*Data provided:*
========
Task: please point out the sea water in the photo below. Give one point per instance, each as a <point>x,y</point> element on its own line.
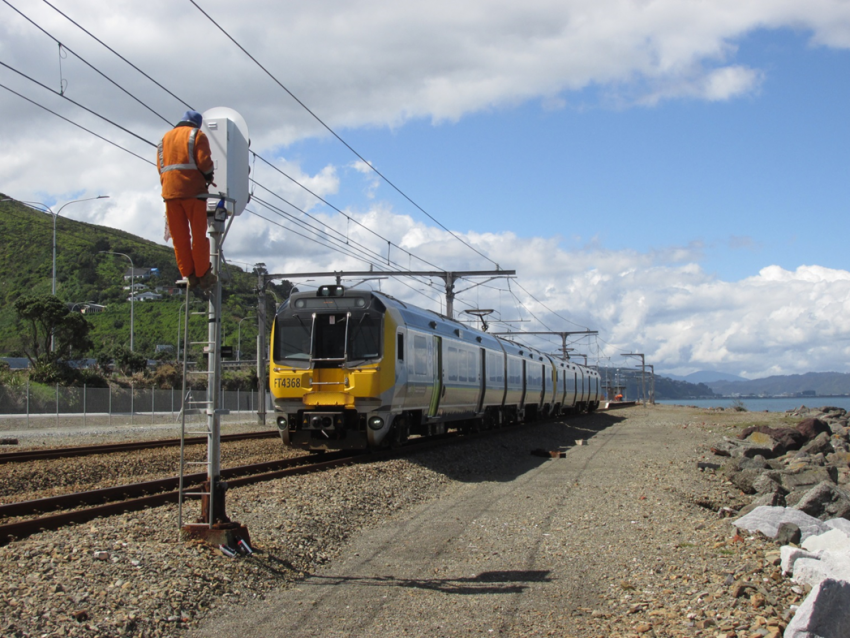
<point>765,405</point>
========
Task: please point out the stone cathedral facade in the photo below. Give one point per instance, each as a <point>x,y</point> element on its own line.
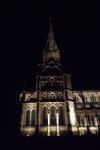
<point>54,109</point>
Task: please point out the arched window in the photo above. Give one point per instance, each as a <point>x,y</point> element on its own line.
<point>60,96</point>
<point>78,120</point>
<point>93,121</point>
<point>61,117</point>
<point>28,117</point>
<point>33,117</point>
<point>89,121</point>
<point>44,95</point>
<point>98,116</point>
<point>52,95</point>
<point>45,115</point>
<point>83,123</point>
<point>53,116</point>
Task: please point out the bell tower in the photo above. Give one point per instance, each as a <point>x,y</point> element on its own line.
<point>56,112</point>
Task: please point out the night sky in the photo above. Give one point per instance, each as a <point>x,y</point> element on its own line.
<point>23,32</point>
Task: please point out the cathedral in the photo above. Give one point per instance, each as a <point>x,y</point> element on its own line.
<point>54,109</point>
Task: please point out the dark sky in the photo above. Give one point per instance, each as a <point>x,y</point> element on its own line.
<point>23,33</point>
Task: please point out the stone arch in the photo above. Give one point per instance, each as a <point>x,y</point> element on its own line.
========
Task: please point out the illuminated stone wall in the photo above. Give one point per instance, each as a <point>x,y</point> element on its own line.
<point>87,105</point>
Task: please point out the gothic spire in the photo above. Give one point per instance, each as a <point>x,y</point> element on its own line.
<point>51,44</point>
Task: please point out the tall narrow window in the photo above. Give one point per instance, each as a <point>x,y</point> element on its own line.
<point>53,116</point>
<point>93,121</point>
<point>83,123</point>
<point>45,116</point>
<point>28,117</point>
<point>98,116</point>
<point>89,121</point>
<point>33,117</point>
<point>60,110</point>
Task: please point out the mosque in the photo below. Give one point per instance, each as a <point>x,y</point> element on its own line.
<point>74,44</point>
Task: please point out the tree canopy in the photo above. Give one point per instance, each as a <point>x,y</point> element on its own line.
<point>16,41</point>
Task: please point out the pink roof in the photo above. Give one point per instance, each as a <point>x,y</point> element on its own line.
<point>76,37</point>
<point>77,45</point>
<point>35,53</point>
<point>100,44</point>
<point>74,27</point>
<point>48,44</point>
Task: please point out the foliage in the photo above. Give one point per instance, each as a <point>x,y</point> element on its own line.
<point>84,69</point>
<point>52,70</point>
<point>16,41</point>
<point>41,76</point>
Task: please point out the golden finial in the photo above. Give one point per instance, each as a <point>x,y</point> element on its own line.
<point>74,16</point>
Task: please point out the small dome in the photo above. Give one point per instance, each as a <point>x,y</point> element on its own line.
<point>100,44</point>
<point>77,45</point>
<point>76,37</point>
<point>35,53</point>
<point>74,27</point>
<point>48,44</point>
========
*Your objective:* Lay out every line between the one containing "Task: please point out the bell" and the one containing "<point>23,32</point>", inclusive, as a numbered list, leaving out any blank lines.

*The solution:*
1. Task: please point out the bell tower in the photo above. Give one point per instance, each as a <point>x,y</point> element on its own line.
2. <point>56,112</point>
3. Task: please point out the night sky in the photo above. Give one point per instance, each as a <point>x,y</point> element on its own line.
4. <point>23,32</point>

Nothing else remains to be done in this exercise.